- **WORK INSTRUCTIONS**
**A)** According to the A&M 50 review, which two songs close Disc Two?
**B)** Turn the paragraph of the A&M 50 review that begins "Disc One focuses mostly" into a short bulleted list that keeps its main facts.

- **QUOTED TEXT**
A&M, on the other hand, was an artist, trumpeter Herb Alpert, and a record promoter, Jerry Moss. Two guys working out of a garage. That’s the kind of narrative fit for Apple, not a label that facilitated everything from jazz-pop, British rock and New Wave to polished R&B and even a smidgen of grunge. In a weird way, the lack of narrative is almost a worthy narrative in and of itself – and it’s what makes A&M 50: The Anniversary Collection (A&M/UMe B0016884-02) a potentially vital compilation for your library.

And yet, the set misses the mark, obscuring that free-form narrative with a presentation that suggests uncertainty, as if this whole “A&M 50” venture was even worth it in the first place.

That’s not to say the set is bad. Remember, A&M doesn’t have the kind of market share a Motown might, so the deck is already stacked against the concept. But from a content perspective, A&M 50 excels. The three themed discs – “From AM to FM,” “A Mission to Rock” and “Soul, Jazz and More” – bring some sort of cohesion to the proceedings.

Disc One focuses mostly on the early years of the label, when Alpert’s Tijuana Brass, Sergio Mendes & Brasil ’66 and the Carpenters were the stars of the A&M roster. Gradually, while the demeanor and ideology of pop artists would change, going from earthy (Cat Stevens, Joan Baez) to ineffectual (The Captain & Tennille, Chris de Burgh) to a mix of both (Amy Grant, Suzanne Vega, Sheryl Crow), that devotion to pop hooks and inoffensive, of-the-moment production was always there.

Disc Two is where things get interesting. The (mostly British) rock scene A&M tapped into not only yielded some of the biggest hits on the label (The Police, Styx, Bryan Adams, Peter Frampton) but kept that smorgasbord mentality of A&M alive. This was a label that hosted guitar-heavy hitters like Procol Harum and Free alongside electronically influenced, wordplay-loving tunesmiths like Joe Jackson, Squeeze and Split Enz (all among the era’s most criminally underappreciated acts!). The two-song transition that closes this disc, Soundgarden‘s “Black Hole Sun” and Sting‘s “If You Love Somebody Set Them Free,” are whiplash-inducing in their dissimilarity, and easily the point where you might agree with this point of view – that variety was the whole point of A&M Records.

- **SUPPLIED DATA**
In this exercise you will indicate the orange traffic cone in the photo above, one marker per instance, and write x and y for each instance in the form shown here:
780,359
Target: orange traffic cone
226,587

- **TASK-BY-TASK RESULTS**
**A)** Soundgarden's "Black Hole Sun" and Sting's "If You Love Somebody Set Them Free."

**B)**
- Disc One covers mostly the label's early years, when Alpert's Tijuana Brass, Sergio Mendes & Brasil '66 and the Carpenters were its stars.
- Pop artists' demeanor and ideology shifted over time:
  - earthy: Cat Stevens, Joan Baez
  - ineffectual: The Captain & Tennille, Chris de Burgh
  - a mix of both: Amy Grant, Suzanne Vega, Sheryl Crow
- Throughout, the label stayed devoted to pop hooks and inoffensive, of-the-moment production.